--- begin Data to process ---
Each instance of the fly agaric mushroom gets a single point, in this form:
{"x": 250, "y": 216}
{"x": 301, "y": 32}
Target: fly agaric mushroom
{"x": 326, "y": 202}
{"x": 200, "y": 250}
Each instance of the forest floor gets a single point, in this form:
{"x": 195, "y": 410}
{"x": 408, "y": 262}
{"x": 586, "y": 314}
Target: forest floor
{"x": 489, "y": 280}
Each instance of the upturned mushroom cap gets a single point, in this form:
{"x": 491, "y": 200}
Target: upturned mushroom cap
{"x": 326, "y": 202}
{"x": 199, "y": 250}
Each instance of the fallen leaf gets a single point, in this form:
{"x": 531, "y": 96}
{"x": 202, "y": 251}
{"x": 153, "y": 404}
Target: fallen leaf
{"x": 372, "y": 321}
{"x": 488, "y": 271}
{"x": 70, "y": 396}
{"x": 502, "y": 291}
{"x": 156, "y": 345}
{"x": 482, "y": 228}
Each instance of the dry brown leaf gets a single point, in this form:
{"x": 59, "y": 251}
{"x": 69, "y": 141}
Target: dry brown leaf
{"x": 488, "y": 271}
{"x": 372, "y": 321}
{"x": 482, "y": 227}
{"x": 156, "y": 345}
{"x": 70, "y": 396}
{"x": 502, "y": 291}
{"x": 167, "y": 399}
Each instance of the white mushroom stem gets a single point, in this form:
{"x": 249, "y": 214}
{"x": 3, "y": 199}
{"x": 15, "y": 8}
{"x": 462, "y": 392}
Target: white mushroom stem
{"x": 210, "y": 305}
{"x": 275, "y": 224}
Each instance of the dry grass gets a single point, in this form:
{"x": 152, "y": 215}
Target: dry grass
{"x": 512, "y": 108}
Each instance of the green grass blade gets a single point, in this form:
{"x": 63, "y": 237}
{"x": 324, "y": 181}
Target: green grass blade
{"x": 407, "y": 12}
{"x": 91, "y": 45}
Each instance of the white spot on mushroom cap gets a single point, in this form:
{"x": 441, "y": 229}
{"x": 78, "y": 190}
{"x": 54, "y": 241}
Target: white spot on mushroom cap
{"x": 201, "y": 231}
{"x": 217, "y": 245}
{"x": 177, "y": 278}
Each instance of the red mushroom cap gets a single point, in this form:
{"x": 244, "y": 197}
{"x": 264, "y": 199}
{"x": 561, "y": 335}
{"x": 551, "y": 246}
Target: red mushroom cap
--- end Data to process ---
Substitute "receives one point" for every occurrence of "gets a single point" in the material above, and reproduce the rest of the material unchanged.

Each instance of the fly agaric mushroom receives one point, in this form:
{"x": 250, "y": 216}
{"x": 301, "y": 32}
Target: fly agaric mushroom
{"x": 326, "y": 202}
{"x": 200, "y": 250}
Each instance of the forest floor receives one point, in this form:
{"x": 195, "y": 410}
{"x": 408, "y": 262}
{"x": 586, "y": 314}
Target: forest floor
{"x": 489, "y": 280}
Each instance of the upturned mushroom cap receives one point, in this form:
{"x": 491, "y": 200}
Target: upturned mushroom cap
{"x": 326, "y": 202}
{"x": 199, "y": 250}
Each instance of the fallen leaf receives one point, in this form:
{"x": 531, "y": 96}
{"x": 202, "y": 251}
{"x": 153, "y": 404}
Target: fallen leaf
{"x": 372, "y": 321}
{"x": 488, "y": 271}
{"x": 70, "y": 396}
{"x": 502, "y": 291}
{"x": 156, "y": 345}
{"x": 482, "y": 228}
Each instance of the dry brown leaf receives one point, in this form:
{"x": 59, "y": 251}
{"x": 69, "y": 141}
Target: dry brown leaf
{"x": 488, "y": 271}
{"x": 372, "y": 321}
{"x": 482, "y": 227}
{"x": 156, "y": 345}
{"x": 70, "y": 396}
{"x": 502, "y": 291}
{"x": 167, "y": 399}
Each instance of the white mushroom stem receives one point, in this form:
{"x": 249, "y": 214}
{"x": 3, "y": 199}
{"x": 15, "y": 8}
{"x": 462, "y": 392}
Target: white mushroom stem
{"x": 210, "y": 305}
{"x": 275, "y": 224}
Each instance of the dry grass receives one point, in this form:
{"x": 152, "y": 215}
Target: dry grass
{"x": 512, "y": 108}
Each instance of the green grass blade receives one point, in this form:
{"x": 63, "y": 237}
{"x": 324, "y": 181}
Target: green grass blade
{"x": 407, "y": 12}
{"x": 91, "y": 45}
Each instance of the white spot on mushroom cap receives one point, in this form:
{"x": 441, "y": 229}
{"x": 78, "y": 190}
{"x": 54, "y": 241}
Target: white spot on mushroom cap
{"x": 201, "y": 231}
{"x": 217, "y": 245}
{"x": 177, "y": 278}
Each instance of the red mushroom cap receives one point, in this form:
{"x": 244, "y": 197}
{"x": 264, "y": 199}
{"x": 561, "y": 335}
{"x": 551, "y": 246}
Target: red mushroom cap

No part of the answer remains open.